Sorghum syrup is about as traditional as it gets in rural America, particularly in the old South – where people still pour it over hot biscuits at breakfast just like they’ve done for hundreds of years – yum! Only now, they’re starting to pour it into their gas tanks, too. Well, not really, but almost!
During a summer in which the biofuels world has been rocked by huge headlines on other fronts, there is one alternative fuel source not exactly rotting away in the fields! Sorghum – and particularly sweet sorghum – seems finally prepared to emerge from behind the dense biomass shadows it casts with its giant 15-foot stalks!
Sweet sorghum – a resilient grass that can be grown on arid farmland and needing relatively little help in the way of irrigation, fertilizer or insecticides – is quietly gaining support around the world as a “smart biofuel” source. Unlike corn-based ethanol, which is said to use more energy to produce than it offers as an end product, sweet sorghum is now being touted by some studies as producing between four and eight times the energy input – with no affect on the food side of the debate.
Breakthroughs already have occurred in other countries – like India, where the Tata Industries conglomerate has teamed with the International Crops Research Institute for the Semi-Arid Tropics (ICRISAT) to construct a distillery producing 10,000 gallons of ethanol a day using sweet sorghum. Such efforts are being heavily supported in India because the grain portions of the crop can still be used for food production and animal feed. With that – and the fact it can grow in the poorest countries on earth – sweet sorghum is getting to be very sweet, indeed!
Sorghum has been known for years to be one of the most efficient crops with its unique ability to be drought-tolerant while converting solar energy to biomass. As a result, a “sorghum belt” has evolved from the upper Midwest to the Southwest states and along the Mississippi River Delta, with most of the grain – and also the stems and leaves – being used historically for livestock feeds. This year, an estimated 8.1 million acres are under cultivation in the U.S., according to the National Sorghum Producers (NSP) – most of it as grain sorghum or forage sorghum, varieties of the plant originally produced to serve the lucrative livestock market.
But things are changing, and the NSP and other sorghum promoters must be staying up nights to keep pace. On the energy front, grain sorghum already is a proven ethanol producer – demonstrating equal amounts of ethanol per bushel as corn but using only one-third the water and fertilizer. Forage sorghum is bound to be one of the future feedstocks of cellulosic ethanol, because the entire plant with its heavy biomass can be used – also with the same savings in water. And, because of its gluten-free nature, sorghum flour is growing in popularity as a health food product.
But sweet sorghum looms as the potential superstar, because it combines all of the unique talents listed above – plus a large volume of sugar that can be fermented and distilled into ethanol and other biochemicals before the cellulosic residue is used to make even more products. And here’s the clincher – as an annual plant, needing only four months to mature in warmer climates, two crops might be grown a year in certain areas!

= EXTRACTED ENTRIES =
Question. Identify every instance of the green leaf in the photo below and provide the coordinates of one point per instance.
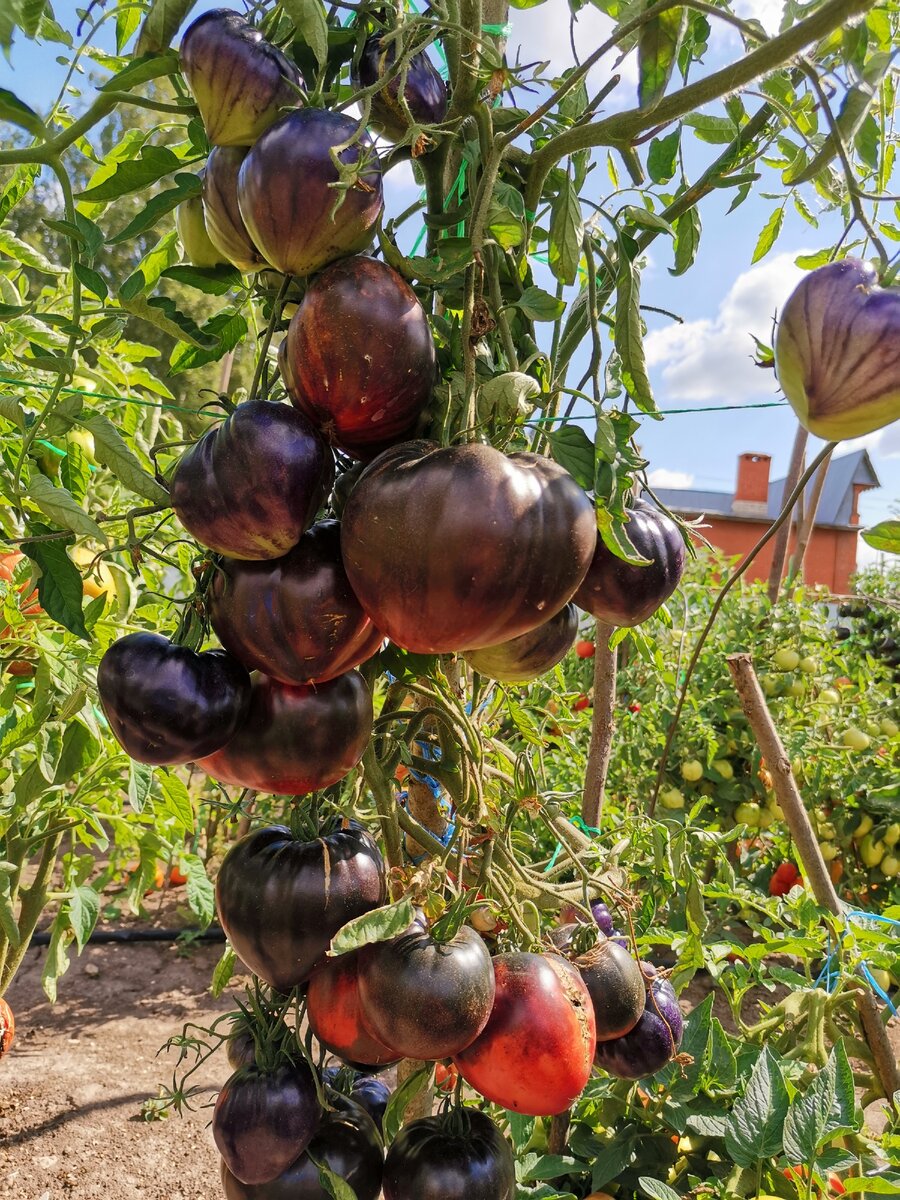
(378, 925)
(17, 112)
(540, 305)
(885, 535)
(214, 281)
(769, 233)
(111, 450)
(567, 231)
(663, 157)
(61, 507)
(133, 175)
(28, 256)
(223, 971)
(83, 912)
(143, 70)
(756, 1126)
(309, 17)
(227, 327)
(59, 588)
(201, 892)
(141, 778)
(159, 205)
(147, 275)
(400, 1102)
(175, 801)
(91, 280)
(687, 231)
(161, 24)
(629, 336)
(823, 1111)
(573, 449)
(657, 54)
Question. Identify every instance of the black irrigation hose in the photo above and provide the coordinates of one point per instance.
(105, 936)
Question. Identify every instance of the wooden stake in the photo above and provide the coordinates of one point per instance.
(814, 865)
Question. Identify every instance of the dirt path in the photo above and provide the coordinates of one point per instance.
(72, 1087)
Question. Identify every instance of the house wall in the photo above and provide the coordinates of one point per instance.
(831, 556)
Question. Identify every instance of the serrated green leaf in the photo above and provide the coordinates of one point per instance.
(756, 1125)
(161, 24)
(22, 252)
(657, 54)
(83, 912)
(687, 232)
(17, 112)
(111, 450)
(378, 925)
(59, 587)
(885, 535)
(573, 449)
(309, 17)
(201, 892)
(540, 305)
(61, 507)
(769, 234)
(567, 231)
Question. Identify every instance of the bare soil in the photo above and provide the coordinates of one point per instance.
(72, 1087)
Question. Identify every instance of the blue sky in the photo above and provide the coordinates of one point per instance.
(723, 300)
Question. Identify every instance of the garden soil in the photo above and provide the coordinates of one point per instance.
(75, 1084)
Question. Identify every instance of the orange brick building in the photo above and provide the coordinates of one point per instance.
(735, 522)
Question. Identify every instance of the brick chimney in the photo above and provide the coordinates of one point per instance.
(751, 495)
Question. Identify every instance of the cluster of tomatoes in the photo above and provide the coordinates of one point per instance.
(455, 549)
(523, 1030)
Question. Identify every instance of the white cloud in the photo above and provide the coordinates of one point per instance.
(713, 358)
(665, 478)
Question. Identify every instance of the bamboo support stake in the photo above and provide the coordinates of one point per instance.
(603, 727)
(816, 870)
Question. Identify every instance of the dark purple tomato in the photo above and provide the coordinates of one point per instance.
(537, 1050)
(617, 988)
(191, 226)
(287, 198)
(652, 1043)
(457, 547)
(167, 703)
(295, 618)
(426, 999)
(347, 1143)
(281, 900)
(225, 223)
(239, 81)
(531, 654)
(622, 594)
(370, 1092)
(460, 1156)
(425, 91)
(360, 357)
(252, 486)
(294, 741)
(334, 1011)
(263, 1121)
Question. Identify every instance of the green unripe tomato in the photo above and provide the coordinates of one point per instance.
(749, 814)
(855, 739)
(671, 798)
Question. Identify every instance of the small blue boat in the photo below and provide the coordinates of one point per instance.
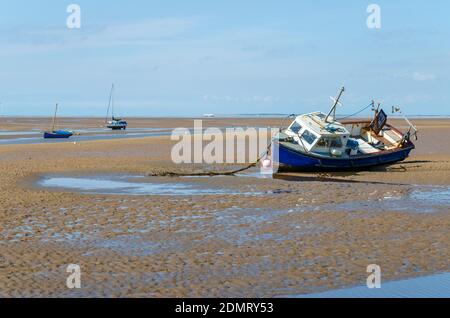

= EXPLORE THE MATERIAL =
1 - According to the sorghum article, how many acres of sorghum are estimated to be under cultivation in the U.S. this year?
2 - Write out the sorghum article word for word, everything from "During a summer" down to "of the debate.".
3 - Write the next part of the sorghum article, picking up right after its final sentence.
The records have nothing to do with the sorghum article.

= ANSWERS BY TASK =
1 - An estimated 8.1 million acres.

2 -
During a summer in which the biofuels world has been rocked by huge headlines on other fronts, there is one alternative fuel source not exactly rotting away in the fields! Sorghum – and particularly sweet sorghum – seems finally prepared to emerge from behind the dense biomass shadows it casts with its giant 15-foot stalks!
Sweet sorghum – a resilient grass that can be grown on arid farmland and needing relatively little help in the way of irrigation, fertilizer or insecticides – is quietly gaining support around the world as a “smart biofuel” source. Unlike corn-based ethanol, which is said to use more energy to produce than it offers as an end product, sweet sorghum is now being touted by some studies as producing between four and eight times the energy input – with no affect on the food side of the debate.

3 -
Southeast Renewable Fuels LLC, of Fort Lauderdale, FL, is among the first to apply the technology in this country, with three sweet-sorghum-fueled plants in the works in South Florida – including one announced on July 29 with Seminole Electric Cooperative in Tampa that reportedly will be online by 2011. A second project is Louisiana Green Fuels, LLC in Lacassine, LA which will use an existing sugar cane facility to do double duty to produce sweet sorghum ethanol. Only a scattering of other firms have made the leap: BioDimensions is in the development phase of a sweet sorghum project in west Tennessee which has pulled together a highly skilled group of farmers, equipment manufacturers, and a local bottling company to produce ethanol from the juice and other high value chemicals from the bagasse; In Australia, a company called AgriFuels is beginning a project in southeastern Queensland; Canada’s Tectane Technologies reportedly has some projects in its pipeline; while Ceres Inc. is continuing research in the development of sweet sorghum as well as high-biomass sorghum seed varieties for commercial production.
A number of pilot projects are under way in places like China and Brazil, according to news reports – as well as a number of research tracts at ag-related universities everywhere. For example, Oklahoma State University is experimenting with new ways to express sugar juice in the field to reduce transportation costs. Meanwhile, a United Sorghum Checkoff Program was approved recently by the USDA to invest dollars efficiently into evolving technologies, and a project by the Department of Energy and University of Georgia revealed in January a successful sequencing of the sorghum genome – opening the door for further scientific breakthroughs.
As it turns out, despite its reputation for fast growth, sweet sorghum may become the biggest late bloomer of them all! Let’s just hope it doesn’t make the cost of sorghum syrup go up.